DIRECTIVE:
Retype all of the data. Every line must match exactly.

MATERIAL TO PROCESS:
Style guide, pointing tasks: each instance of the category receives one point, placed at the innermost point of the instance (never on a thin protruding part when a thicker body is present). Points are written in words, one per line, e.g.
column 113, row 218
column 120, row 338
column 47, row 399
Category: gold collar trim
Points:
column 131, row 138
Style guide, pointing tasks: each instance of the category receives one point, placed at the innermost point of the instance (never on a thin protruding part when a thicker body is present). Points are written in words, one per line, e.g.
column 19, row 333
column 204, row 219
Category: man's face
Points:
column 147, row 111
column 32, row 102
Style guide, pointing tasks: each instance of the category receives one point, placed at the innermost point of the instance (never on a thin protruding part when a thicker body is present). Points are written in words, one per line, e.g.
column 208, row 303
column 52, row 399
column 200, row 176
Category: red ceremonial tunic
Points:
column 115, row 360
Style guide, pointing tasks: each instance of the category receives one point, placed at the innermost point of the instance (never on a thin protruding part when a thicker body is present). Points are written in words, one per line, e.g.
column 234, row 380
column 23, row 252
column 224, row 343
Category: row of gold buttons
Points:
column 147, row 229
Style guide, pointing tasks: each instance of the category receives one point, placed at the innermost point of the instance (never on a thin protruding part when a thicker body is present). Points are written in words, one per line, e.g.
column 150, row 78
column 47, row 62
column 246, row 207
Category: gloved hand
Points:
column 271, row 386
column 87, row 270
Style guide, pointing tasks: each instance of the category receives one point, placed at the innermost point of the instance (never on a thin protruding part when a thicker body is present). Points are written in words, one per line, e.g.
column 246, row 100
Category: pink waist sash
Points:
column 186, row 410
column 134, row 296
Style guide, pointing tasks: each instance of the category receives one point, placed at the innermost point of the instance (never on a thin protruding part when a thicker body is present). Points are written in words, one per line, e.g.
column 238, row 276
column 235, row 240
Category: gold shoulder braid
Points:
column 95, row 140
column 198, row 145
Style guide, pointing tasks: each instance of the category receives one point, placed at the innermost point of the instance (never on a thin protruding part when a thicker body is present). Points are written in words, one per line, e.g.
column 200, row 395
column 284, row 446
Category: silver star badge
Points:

FINISHED ANSWER:
Style guide, pointing tasks: each instance of the category receives one point, placed at the innermost point of the instance (never on a thin protruding part when a thicker body is present). Points are written in words, one per line, e.g.
column 113, row 218
column 120, row 338
column 47, row 399
Category: gold collar trim
Points:
column 131, row 138
Style guide, pointing tasks: each instance of the category receives one point, placed at the innermost point of the instance (never on a thin protruding part when a thicker body is present). Points are written in words, one per line, e.g.
column 19, row 333
column 204, row 219
Category: man's face
Points:
column 147, row 111
column 32, row 102
Style guide, pointing tasks: each instance of the category receives one point, placed at the innermost point of the instance (never on a thin protruding part when a thicker body is present). Points are written in words, one per line, e.g.
column 208, row 303
column 52, row 399
column 200, row 176
Category: red ceremonial tunic
Points:
column 115, row 360
Style guide, pointing tasks: each instance of the category receives one point, placed at the innermost point of the instance (never on a thin protruding part when a thicker body is present). Points are written in words, one per line, e.g.
column 234, row 380
column 23, row 252
column 224, row 343
Category: row of gold buttons
Points:
column 147, row 229
Style guide, pointing tasks: each instance of the category receives one point, placed at the innermost point of the instance (never on a thin protruding part when a thicker body is present). Points are written in words, one per line, e.g.
column 150, row 78
column 47, row 62
column 246, row 207
Category: gloved hand
Points:
column 271, row 386
column 87, row 270
Style guide, pointing tasks: each instance of the category receives one point, placed at the innermost point of the instance (never on a thin protruding part when a thicker body is present). Points are written in words, one per line, e.g.
column 246, row 100
Category: pink waist sash
Points:
column 186, row 410
column 134, row 296
Style guide, pointing tasks: each instance of the category receives one point, placed at the innermost point of the instance (never on a thin protruding part when a thicker body is present). Points are written in words, one per line, e.g.
column 238, row 276
column 235, row 240
Category: gold shoulder braid
Points:
column 95, row 140
column 198, row 145
Style guide, pointing tasks: each instance of the category receives one point, placed at the innermost point of the instance (never on a thin protruding part when a thicker body is present). Points are written in words, one per line, e.g.
column 200, row 395
column 284, row 446
Category: silver star badge
Points:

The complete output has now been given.